_Passage to read_
GCP – Telegraph Media Group unlocks insights with a Single Customer View on Google Cloud
In today’s data-driven world, organizations across industries are seeking ways to gain a deeper understanding of their customers. A Single Customer View (SCV) — also known as a 360-degree customer view — has emerged as a powerful concept in data engineering, enabling companies to consolidate and unify customer data from multiple siloed sources. By integrating various data points into a single, comprehensive view, organizations can unlock valuable insights, drive personalized experiences, and make data-informed decisions. In this blog post, we will take a look at how Telegraph Media Group (TMG) built a SCV using Google Cloud and what we learned from our experience.
TMG is the publisher of The Daily Telegraph, The Sunday Telegraph, The Telegraph Magazine, Telegraph.co.uk, and the Telegraph app. We operate as a subscription-based business, offering news content through a combination of traditional print media and digital channels, including a website and various mobile applications. TMG initially operated a free-to-air, advertising-based revenue model, but over time, this model became increasingly challenging. Like many news media publishers, we saw long-term trends, such as a declining print readership, diminishing ad yields for content publishers, and volatility in ad revenue — all of which make revenue projections uncertain and growth unpredictable.
In 2018, we set out a bold vision to become a subscriber-first business, with quality journalism at our heart, to build deeper connections with our subscribers at scale. By embracing a subscription approach, TMG aimed to establish a more predictable revenue stream and enhance its advertising offerings, which yield higher returns. Our goal was to reach one million subscriptions within five years, and we reached our milestone in August 2023.
The SCV platform we have engineered leverages two primary data resources: a customer’s digital behavior across all digital domains and TMG’s subscription data. Additionally, it integrates data from third-party sources, such as partner shopping websites and engagement products like fantasy football or puzzles. These diverse data sources play a vital role in enriching the platform’s understanding of our audience and delivering a comprehensive news experience.

_Raw records_

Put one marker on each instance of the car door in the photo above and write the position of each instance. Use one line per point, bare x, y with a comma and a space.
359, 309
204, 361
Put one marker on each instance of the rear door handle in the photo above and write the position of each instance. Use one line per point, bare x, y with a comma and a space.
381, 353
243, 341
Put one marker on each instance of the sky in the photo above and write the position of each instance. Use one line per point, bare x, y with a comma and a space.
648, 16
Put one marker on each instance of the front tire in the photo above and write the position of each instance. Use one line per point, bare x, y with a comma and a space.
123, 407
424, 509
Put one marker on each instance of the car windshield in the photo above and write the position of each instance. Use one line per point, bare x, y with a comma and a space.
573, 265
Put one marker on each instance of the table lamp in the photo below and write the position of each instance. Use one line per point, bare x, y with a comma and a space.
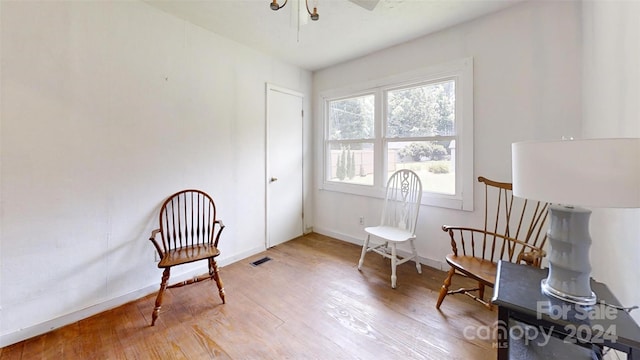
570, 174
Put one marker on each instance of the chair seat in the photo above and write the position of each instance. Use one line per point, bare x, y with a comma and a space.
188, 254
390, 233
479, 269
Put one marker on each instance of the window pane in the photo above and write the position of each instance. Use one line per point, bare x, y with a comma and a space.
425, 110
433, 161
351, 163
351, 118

_Directions_
A – Name every publication and product that the Single Customer View article says TMG publishes.
B – Answer these questions from the Single Customer View article.
(i) In what year did TMG set out its vision to become a subscriber-first business?
(ii) When did TMG reach its goal of one million subscriptions?
(iii) What are the two primary data resources of the SCV platform?
C – Write out again the part of the Single Customer View article that opens with the words containing "TMG is the publisher" and closes with "and growth unpredictable.", substituting "difficult" for "challenging".
Rely on the Single Customer View article alone and leave the listing aside.

_Exercise responses_
A – The Daily Telegraph, The Sunday Telegraph, The Telegraph Magazine, Telegraph.co.uk, and the Telegraph app.

B –
(i) 2018.
(ii) August 2023.
(iii) A customer's digital behavior across all digital domains and TMG's subscription data.

C –
TMG is the publisher of The Daily Telegraph, The Sunday Telegraph, The Telegraph Magazine, Telegraph.co.uk, and the Telegraph app. We operate as a subscription-based business, offering news content through a combination of traditional print media and digital channels, including a website and various mobile applications. TMG initially operated a free-to-air, advertising-based revenue model, but over time, this model became increasingly difficult. Like many news media publishers, we saw long-term trends, such as a declining print readership, diminishing ad yields for content publishers, and volatility in ad revenue — all of which make revenue projections uncertain and growth unpredictable.